Could you copy out every line between the lines holding "Query: wide-brim sun hat" and "849], [592, 837]]", inclusive, scaling each outline coordinate in the answers by 2.4 and rounding to whole numbers with halves going up? Keep all other lines unchanged, including the coordinates in the format samples.

****************************************

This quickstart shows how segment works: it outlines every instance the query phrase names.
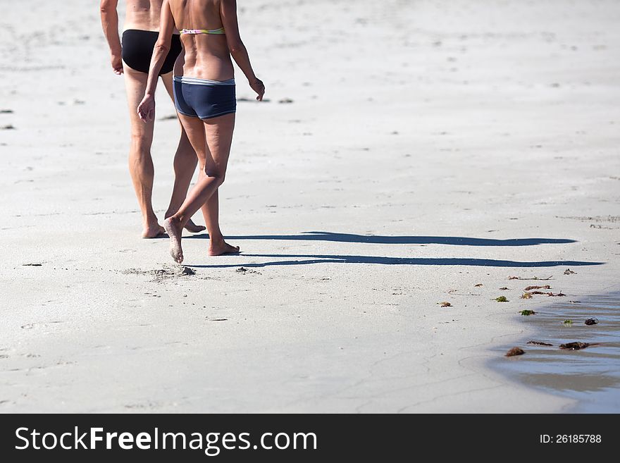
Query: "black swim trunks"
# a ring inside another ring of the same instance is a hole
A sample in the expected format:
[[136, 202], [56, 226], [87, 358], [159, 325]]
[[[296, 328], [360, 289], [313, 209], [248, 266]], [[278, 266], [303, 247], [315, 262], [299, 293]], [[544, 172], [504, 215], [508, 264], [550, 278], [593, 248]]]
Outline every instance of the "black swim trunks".
[[[141, 73], [148, 73], [151, 65], [153, 49], [159, 32], [151, 30], [137, 30], [128, 29], [123, 32], [120, 45], [123, 47], [123, 61], [130, 68]], [[173, 34], [170, 51], [166, 57], [159, 75], [168, 74], [174, 68], [177, 56], [181, 52], [181, 39], [178, 35]]]

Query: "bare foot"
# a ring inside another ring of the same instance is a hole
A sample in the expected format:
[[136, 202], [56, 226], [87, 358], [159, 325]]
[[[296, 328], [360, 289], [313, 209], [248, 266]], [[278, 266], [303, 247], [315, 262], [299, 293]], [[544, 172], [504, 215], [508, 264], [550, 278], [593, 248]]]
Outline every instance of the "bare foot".
[[163, 228], [170, 237], [170, 255], [175, 262], [180, 264], [183, 261], [183, 249], [181, 249], [181, 234], [183, 228], [173, 217], [163, 221]]
[[239, 246], [231, 246], [223, 240], [216, 243], [213, 242], [213, 240], [209, 242], [209, 256], [221, 256], [225, 254], [237, 254], [237, 252], [239, 252]]
[[206, 227], [202, 225], [196, 225], [194, 222], [192, 221], [190, 218], [187, 221], [187, 223], [185, 224], [185, 230], [187, 230], [190, 233], [197, 233], [199, 232], [204, 231], [206, 230]]
[[154, 223], [144, 226], [144, 228], [142, 230], [142, 237], [161, 238], [164, 233], [166, 233], [166, 231], [163, 230], [163, 227], [157, 222], [155, 222]]

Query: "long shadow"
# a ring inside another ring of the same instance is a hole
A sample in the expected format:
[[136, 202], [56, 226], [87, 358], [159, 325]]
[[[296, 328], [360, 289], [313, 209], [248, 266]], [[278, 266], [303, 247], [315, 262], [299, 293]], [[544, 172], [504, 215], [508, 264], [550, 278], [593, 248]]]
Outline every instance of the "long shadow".
[[268, 259], [294, 259], [303, 260], [274, 261], [249, 264], [225, 264], [216, 265], [188, 265], [199, 268], [227, 268], [231, 267], [268, 267], [282, 265], [308, 265], [310, 264], [378, 264], [381, 265], [469, 265], [484, 267], [556, 267], [565, 266], [577, 267], [584, 265], [602, 265], [604, 262], [584, 262], [581, 261], [542, 261], [519, 262], [501, 261], [492, 259], [467, 258], [407, 258], [383, 257], [380, 256], [339, 256], [290, 254], [244, 254], [244, 257], [265, 257]]
[[[208, 239], [209, 234], [193, 235], [187, 238]], [[533, 246], [535, 245], [562, 245], [576, 242], [574, 240], [556, 238], [512, 238], [492, 240], [459, 236], [383, 236], [354, 235], [331, 232], [302, 232], [300, 235], [247, 235], [226, 236], [231, 241], [237, 240], [281, 240], [303, 241], [335, 241], [337, 242], [366, 242], [378, 245], [453, 245], [457, 246]]]

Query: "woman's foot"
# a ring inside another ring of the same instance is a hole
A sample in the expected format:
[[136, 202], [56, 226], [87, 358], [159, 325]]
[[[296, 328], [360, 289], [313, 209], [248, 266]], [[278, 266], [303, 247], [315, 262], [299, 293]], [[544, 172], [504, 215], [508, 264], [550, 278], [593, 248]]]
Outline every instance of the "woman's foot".
[[163, 236], [166, 231], [163, 227], [159, 225], [156, 221], [154, 223], [147, 223], [142, 230], [143, 238], [161, 238]]
[[221, 256], [225, 254], [237, 254], [237, 252], [239, 252], [239, 246], [232, 246], [223, 239], [218, 240], [216, 242], [213, 242], [213, 240], [209, 241], [209, 256]]
[[195, 223], [194, 223], [194, 222], [192, 221], [192, 219], [190, 218], [185, 224], [185, 230], [187, 230], [190, 233], [198, 233], [199, 232], [206, 230], [206, 227], [202, 225], [196, 225]]
[[181, 249], [181, 235], [183, 228], [174, 217], [168, 217], [163, 221], [163, 228], [170, 237], [170, 255], [175, 262], [181, 264], [183, 261], [183, 249]]

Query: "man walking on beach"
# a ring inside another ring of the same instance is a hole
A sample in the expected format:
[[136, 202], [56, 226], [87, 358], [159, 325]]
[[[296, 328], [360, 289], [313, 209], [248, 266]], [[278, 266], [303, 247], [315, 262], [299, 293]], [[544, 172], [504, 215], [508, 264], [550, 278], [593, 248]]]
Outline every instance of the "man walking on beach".
[[[142, 122], [137, 115], [137, 106], [147, 87], [149, 65], [159, 30], [159, 16], [163, 0], [127, 0], [122, 40], [118, 35], [118, 0], [101, 0], [101, 25], [110, 47], [112, 70], [125, 76], [129, 116], [131, 123], [131, 146], [129, 152], [129, 171], [142, 214], [142, 233], [144, 238], [164, 235], [151, 204], [154, 175], [151, 145], [154, 121]], [[181, 51], [177, 35], [173, 47], [166, 58], [160, 77], [166, 90], [173, 97], [173, 68]], [[192, 177], [196, 170], [197, 157], [185, 131], [181, 136], [174, 157], [175, 182], [170, 204], [165, 218], [173, 215], [185, 199]], [[205, 230], [191, 220], [185, 227], [192, 233]]]

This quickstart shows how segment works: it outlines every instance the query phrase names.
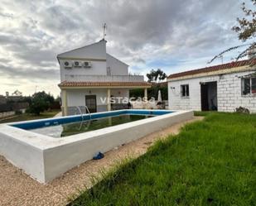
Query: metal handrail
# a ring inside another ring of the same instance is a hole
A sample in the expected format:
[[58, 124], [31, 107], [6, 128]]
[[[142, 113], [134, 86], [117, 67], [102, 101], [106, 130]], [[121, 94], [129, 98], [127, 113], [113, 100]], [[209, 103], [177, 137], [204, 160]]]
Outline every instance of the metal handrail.
[[89, 119], [91, 120], [92, 119], [92, 115], [91, 115], [90, 112], [89, 111], [89, 108], [88, 108], [88, 107], [86, 105], [85, 105], [85, 108], [86, 108], [88, 113], [89, 114]]
[[[92, 117], [91, 117], [91, 113], [90, 113], [90, 112], [89, 112], [88, 107], [85, 105], [85, 109], [87, 110], [88, 113], [89, 114], [89, 120], [91, 120], [91, 118], [92, 118]], [[80, 128], [79, 128], [79, 130], [80, 130], [80, 129], [82, 128], [82, 126], [83, 126], [83, 123], [84, 123], [85, 120], [84, 120], [83, 113], [82, 113], [82, 110], [80, 109], [80, 108], [79, 106], [76, 106], [76, 108], [77, 108], [78, 111], [80, 113], [80, 114], [81, 114], [81, 118], [82, 118], [82, 121], [81, 121], [81, 123], [80, 123]], [[89, 124], [90, 124], [90, 121], [89, 121], [88, 122], [89, 122]], [[88, 125], [87, 127], [89, 127], [89, 125]]]

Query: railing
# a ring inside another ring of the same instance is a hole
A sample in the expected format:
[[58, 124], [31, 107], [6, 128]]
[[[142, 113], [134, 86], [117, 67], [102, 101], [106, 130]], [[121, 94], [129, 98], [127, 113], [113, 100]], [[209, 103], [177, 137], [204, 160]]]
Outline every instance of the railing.
[[142, 75], [85, 75], [85, 74], [65, 74], [66, 81], [70, 82], [142, 82]]

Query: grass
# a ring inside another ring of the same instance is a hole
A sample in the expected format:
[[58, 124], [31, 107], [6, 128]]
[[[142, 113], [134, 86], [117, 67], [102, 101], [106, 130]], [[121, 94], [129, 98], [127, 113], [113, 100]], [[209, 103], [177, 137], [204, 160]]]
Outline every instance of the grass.
[[256, 115], [208, 113], [70, 205], [256, 205]]
[[14, 122], [20, 121], [27, 121], [27, 120], [33, 120], [33, 119], [41, 119], [41, 118], [49, 118], [54, 117], [56, 114], [60, 113], [60, 110], [52, 110], [50, 112], [41, 113], [39, 116], [29, 113], [22, 113], [20, 115], [17, 115], [12, 118], [7, 118], [4, 120], [0, 120], [0, 123], [7, 123], [7, 122]]

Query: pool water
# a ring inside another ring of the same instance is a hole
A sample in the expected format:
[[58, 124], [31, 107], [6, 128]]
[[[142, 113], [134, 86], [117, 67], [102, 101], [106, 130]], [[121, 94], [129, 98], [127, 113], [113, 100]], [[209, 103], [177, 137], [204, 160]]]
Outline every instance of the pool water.
[[65, 137], [108, 127], [134, 122], [140, 119], [154, 117], [154, 115], [123, 114], [118, 116], [107, 117], [98, 119], [80, 121], [71, 123], [60, 124], [31, 129], [30, 131], [52, 137]]

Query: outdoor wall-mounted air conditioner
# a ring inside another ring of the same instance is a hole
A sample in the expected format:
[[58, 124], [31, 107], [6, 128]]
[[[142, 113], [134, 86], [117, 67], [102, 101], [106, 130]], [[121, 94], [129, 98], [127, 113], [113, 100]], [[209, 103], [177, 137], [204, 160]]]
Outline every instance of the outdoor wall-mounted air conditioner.
[[75, 67], [82, 67], [82, 62], [79, 60], [75, 60], [73, 65]]
[[64, 67], [65, 67], [65, 69], [71, 69], [72, 65], [73, 65], [72, 61], [70, 61], [70, 60], [64, 61]]
[[92, 64], [89, 61], [85, 61], [84, 62], [84, 66], [85, 68], [91, 68], [92, 67]]

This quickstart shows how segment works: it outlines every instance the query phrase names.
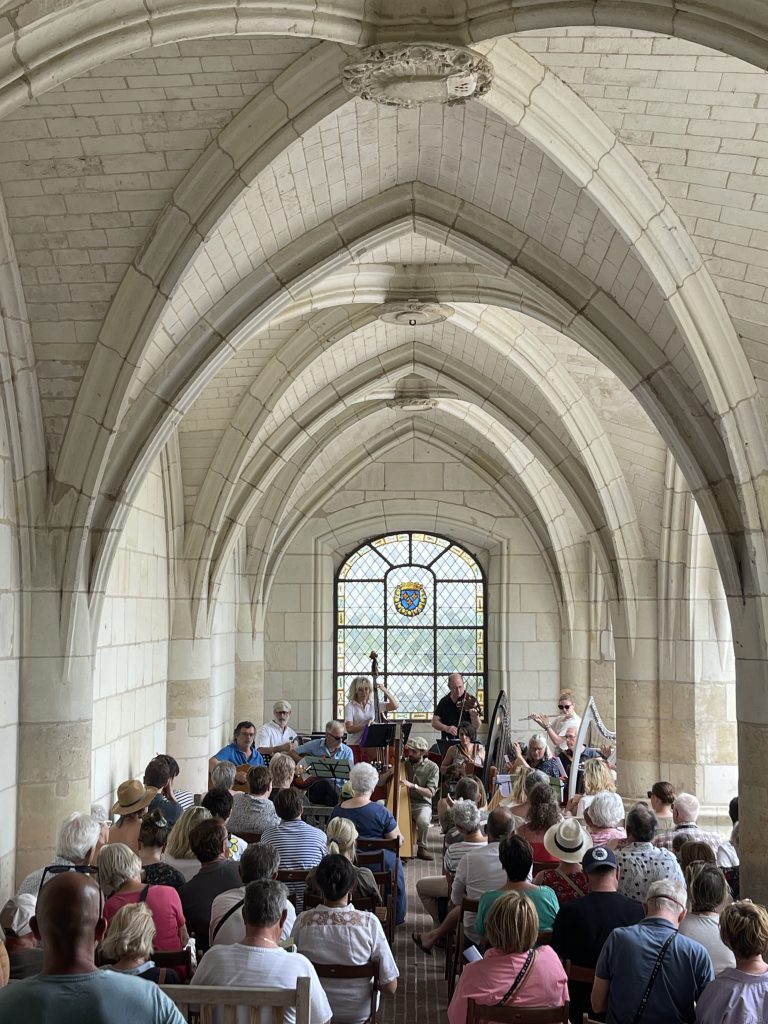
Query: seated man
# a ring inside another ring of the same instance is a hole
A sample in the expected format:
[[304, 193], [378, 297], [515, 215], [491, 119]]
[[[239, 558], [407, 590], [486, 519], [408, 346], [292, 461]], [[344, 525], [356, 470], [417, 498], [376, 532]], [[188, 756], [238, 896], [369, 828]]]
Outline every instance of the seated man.
[[[310, 1024], [327, 1024], [331, 1020], [331, 1007], [314, 968], [306, 956], [289, 953], [278, 945], [286, 923], [287, 904], [288, 891], [280, 882], [263, 879], [246, 886], [245, 938], [233, 945], [215, 945], [209, 949], [195, 975], [195, 984], [295, 988], [297, 978], [309, 978]], [[295, 1010], [286, 1010], [285, 1024], [296, 1024]]]
[[[90, 814], [71, 814], [61, 822], [56, 837], [56, 855], [52, 864], [90, 864], [101, 838], [101, 825]], [[45, 867], [32, 871], [18, 887], [16, 893], [29, 893], [37, 896], [40, 883], [43, 880]], [[46, 877], [46, 885], [50, 876]]]
[[272, 780], [266, 765], [248, 769], [249, 793], [238, 793], [229, 815], [229, 827], [236, 834], [258, 833], [276, 825], [280, 821], [274, 804], [269, 799]]
[[256, 749], [259, 754], [281, 754], [293, 750], [296, 733], [288, 724], [293, 709], [287, 700], [275, 700], [272, 705], [272, 721], [265, 722], [256, 733]]
[[411, 797], [411, 817], [416, 829], [417, 856], [434, 860], [427, 849], [427, 833], [432, 820], [432, 798], [440, 784], [440, 769], [427, 757], [429, 743], [423, 736], [411, 736], [406, 743], [406, 778], [402, 785]]
[[[258, 770], [258, 769], [256, 769]], [[273, 879], [280, 868], [280, 854], [273, 846], [265, 843], [252, 843], [240, 858], [240, 877], [242, 886], [227, 889], [220, 893], [211, 907], [211, 945], [231, 945], [242, 942], [246, 935], [246, 925], [243, 921], [243, 903], [246, 897], [246, 887], [251, 882], [262, 882]], [[296, 908], [289, 900], [286, 904], [288, 914], [280, 933], [281, 942], [289, 937], [296, 921]]]
[[[685, 886], [663, 879], [646, 896], [645, 918], [610, 933], [595, 968], [592, 1006], [611, 1024], [684, 1024], [714, 979], [710, 954], [678, 933], [685, 916]], [[654, 976], [655, 972], [655, 976]], [[651, 976], [654, 980], [651, 982]]]
[[[298, 790], [281, 790], [274, 798], [280, 824], [261, 834], [261, 842], [278, 850], [281, 868], [286, 871], [308, 871], [326, 856], [326, 834], [301, 820], [303, 809], [304, 799]], [[289, 889], [300, 912], [304, 908], [304, 886], [293, 883]]]
[[256, 750], [256, 726], [253, 722], [238, 722], [234, 726], [234, 739], [214, 754], [208, 762], [211, 771], [220, 761], [230, 761], [238, 767], [236, 778], [239, 782], [246, 780], [246, 765], [263, 765], [264, 759]]
[[43, 943], [43, 971], [0, 990], [8, 1024], [184, 1024], [157, 985], [118, 971], [99, 971], [96, 943], [106, 931], [101, 893], [92, 879], [66, 871], [46, 882], [32, 919]]
[[653, 846], [663, 850], [671, 850], [676, 836], [685, 836], [686, 840], [696, 840], [711, 846], [717, 856], [722, 840], [717, 833], [706, 831], [696, 824], [698, 818], [698, 800], [691, 793], [678, 793], [672, 805], [672, 819], [675, 827], [670, 831], [660, 833], [653, 840]]
[[[552, 948], [561, 961], [577, 967], [594, 968], [605, 940], [614, 928], [637, 925], [643, 908], [618, 892], [618, 868], [613, 851], [605, 846], [588, 850], [582, 861], [589, 892], [581, 899], [563, 903], [552, 927]], [[569, 981], [571, 1019], [591, 1014], [592, 986]]]
[[211, 905], [219, 893], [240, 885], [240, 871], [227, 857], [229, 838], [218, 818], [201, 821], [189, 833], [189, 847], [200, 861], [200, 870], [178, 891], [186, 927], [195, 933], [198, 948], [208, 946]]

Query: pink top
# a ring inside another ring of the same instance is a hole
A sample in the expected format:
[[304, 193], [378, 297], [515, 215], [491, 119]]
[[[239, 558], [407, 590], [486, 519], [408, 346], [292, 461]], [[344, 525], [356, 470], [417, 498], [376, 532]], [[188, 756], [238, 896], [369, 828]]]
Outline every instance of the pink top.
[[[135, 893], [114, 893], [104, 903], [104, 920], [106, 924], [112, 921], [121, 906], [128, 903], [138, 903], [140, 892]], [[146, 905], [152, 911], [152, 916], [157, 928], [155, 936], [155, 948], [179, 949], [181, 942], [178, 933], [184, 927], [184, 912], [181, 909], [181, 900], [178, 893], [171, 886], [150, 886], [146, 893]]]
[[[481, 961], [467, 964], [449, 1007], [450, 1024], [466, 1024], [467, 999], [497, 1006], [525, 963], [527, 953], [502, 953], [488, 949]], [[507, 1006], [561, 1007], [568, 998], [565, 971], [552, 946], [540, 946], [528, 975]]]

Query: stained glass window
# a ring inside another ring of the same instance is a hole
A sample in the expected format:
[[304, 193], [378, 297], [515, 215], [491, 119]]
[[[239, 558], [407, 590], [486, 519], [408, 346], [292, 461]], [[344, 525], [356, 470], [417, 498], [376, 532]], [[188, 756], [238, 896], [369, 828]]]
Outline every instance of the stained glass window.
[[461, 672], [485, 708], [485, 581], [476, 559], [429, 534], [388, 534], [353, 551], [336, 578], [336, 714], [354, 676], [371, 673], [399, 707], [390, 718], [431, 719]]

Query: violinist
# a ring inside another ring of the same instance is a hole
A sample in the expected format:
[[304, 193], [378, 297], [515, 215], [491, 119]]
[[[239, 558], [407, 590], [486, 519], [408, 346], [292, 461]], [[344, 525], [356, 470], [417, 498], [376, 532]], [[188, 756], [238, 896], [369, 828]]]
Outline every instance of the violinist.
[[477, 698], [467, 693], [461, 673], [449, 676], [449, 692], [439, 701], [432, 716], [432, 728], [442, 734], [443, 739], [459, 735], [462, 722], [469, 722], [477, 731], [480, 727], [480, 710]]

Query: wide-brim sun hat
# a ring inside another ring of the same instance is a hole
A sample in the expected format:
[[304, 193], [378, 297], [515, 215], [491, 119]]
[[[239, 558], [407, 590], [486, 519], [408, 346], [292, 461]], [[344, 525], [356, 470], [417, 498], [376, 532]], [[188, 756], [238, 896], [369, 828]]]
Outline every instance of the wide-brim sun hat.
[[151, 804], [159, 793], [160, 790], [154, 785], [144, 785], [137, 778], [129, 778], [118, 786], [118, 802], [113, 806], [112, 813], [121, 816], [134, 814]]
[[575, 818], [565, 818], [544, 834], [544, 848], [566, 864], [581, 864], [585, 853], [592, 849], [592, 837]]

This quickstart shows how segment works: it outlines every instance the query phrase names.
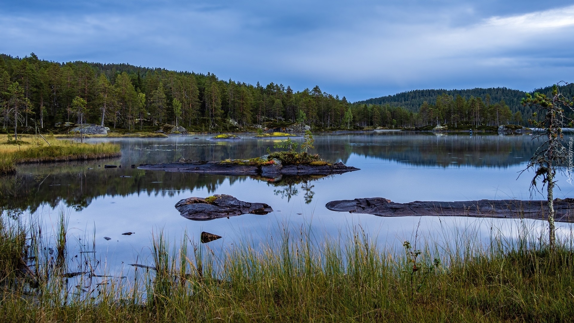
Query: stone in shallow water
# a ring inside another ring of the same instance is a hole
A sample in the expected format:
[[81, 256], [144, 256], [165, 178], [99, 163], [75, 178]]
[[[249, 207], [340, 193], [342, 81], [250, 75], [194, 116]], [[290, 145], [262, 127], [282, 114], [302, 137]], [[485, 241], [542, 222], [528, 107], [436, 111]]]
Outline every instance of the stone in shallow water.
[[215, 194], [205, 198], [190, 197], [176, 203], [181, 216], [196, 221], [234, 217], [250, 213], [264, 215], [273, 209], [265, 203], [239, 201], [231, 195]]
[[[382, 197], [332, 201], [325, 206], [331, 211], [365, 213], [382, 217], [437, 216], [547, 220], [545, 201], [481, 199], [457, 202], [416, 201], [395, 203]], [[554, 200], [557, 222], [574, 222], [574, 199]]]
[[221, 236], [218, 236], [217, 234], [214, 234], [213, 233], [204, 231], [201, 232], [201, 243], [207, 243], [223, 237]]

****************************************

Problem solution:
Query: wide-brim sun hat
# a ring inside another ring of the same instance is a hole
A sample in the expected format:
[[304, 193], [378, 297], [515, 215], [491, 119]]
[[[239, 558], [407, 590], [486, 519], [408, 346], [292, 461]], [[344, 525], [356, 470], [417, 498], [376, 532]], [[188, 756], [238, 896], [369, 828]]]
Outline every instance of the wide-brim sun hat.
[[362, 1930], [382, 1903], [384, 1896], [370, 1884], [346, 1884], [329, 1867], [310, 1867], [283, 1886], [283, 1925], [271, 1934], [269, 1951], [290, 1958], [322, 1954]]
[[1380, 1963], [1356, 1963], [1306, 2002], [1306, 2035], [1358, 2074], [1394, 2074], [1404, 2047], [1421, 2038], [1421, 2009]]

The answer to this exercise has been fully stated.